ORANG Sulawesi Selatan sudah punya agama lokal sebelum agama-agama dari luar datang dan dianut hingga sekarang. Islam adalah agama yang kini paling banyak dianut penduduknya meski bukan agama luar yang datang pertama ke sana. Agama Kristen lebih dulu menarik minat beberapa bangsawan Makassar pada abad ke-16. Agama Kristen dan Islam sama-sama dikenal karena perdagangan internasional.
Sulawesi Selatan dengan Pelabuhan Makassarnya menjadi salah satu titik di timur dalam perniagaan internasional itu. Dari pelabuhan tersebut, orang Portugis di Malaka mendapatkan beras, kelapa, mangga, pisang, dan sayur-sayuran.
Di Makassar, orang Portugis –yang beragama Katolik– itu berurusan dengan bangsawan setempat, entah itu dari Gowa ataupun Tallo. Ketika Portugis punya pangkalan di Ternate, orang Makassar pun pernah datang berkunjung. Kala itu gubernur Portugis di Ternate adalah Antonio Galvao (1490-1557).
Baca juga: Seberapa Mahal Meminang Perempuan Bugis?
“Pada tahun 1537 beberapa utusan dan bangsawan dari Makassar datang ke Ternate. Mereka bertemu dengan dan terkesan oleh Antonio Galvao, tertarik belajar seluk-beluk agama Kristen, sampai menerima baptisan,” catat Jan Aritonang dalam Sejarah Perjumpaan Kristen dan Islam di Indonesia.
Sekitar 1542, seorang pedagang Portugis bernama Antonio de Paiva berangkat dari Malaka ke Sualwesi Selatan. Dia hendak menuju Durate, di antara Toli-toli dan Dampelas, di barat laut Sualwesi. Dalam perjalanannya, Paiva singgah ke Kerajaan Siang, Pangkajene, Sulawesi Selatan, untuk mencari kayu cendana. Dalam pelayaran pulang pun Paiva singgah lagi di Siang. Paiva sempat terpaksa tinggal selama beberapa bulan di sana karena sakit.
········
### Latihan:
Salin tanpa perubahan bagian kutipan sumber tentang masuknya agama Kristen ke Sulawesi Selatan, mulai dari "Di Makassar, orang" dan berakhir pada "Antonio Galvao (1490-1557).".

### Informasi yang Diberikan:
········
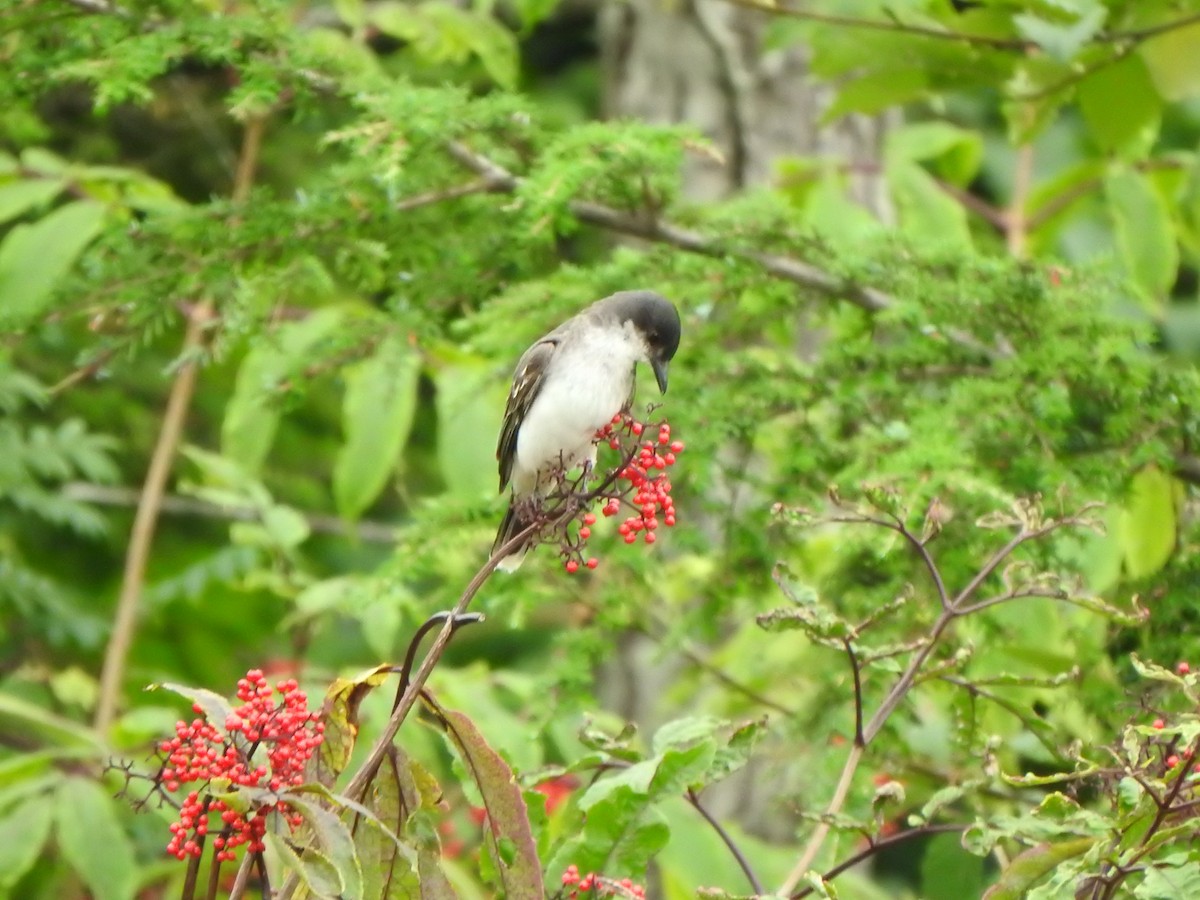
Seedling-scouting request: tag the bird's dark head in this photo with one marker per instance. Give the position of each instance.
········
### Jawaban Latihan:
Di Makassar, orang Portugis –yang beragama Katolik– itu berurusan dengan bangsawan setempat, entah itu dari Gowa ataupun Tallo. Ketika Portugis punya pangkalan di Ternate, orang Makassar pun pernah datang berkunjung. Kala itu gubernur Portugis di Ternate adalah Antonio Galvao (1490-1557).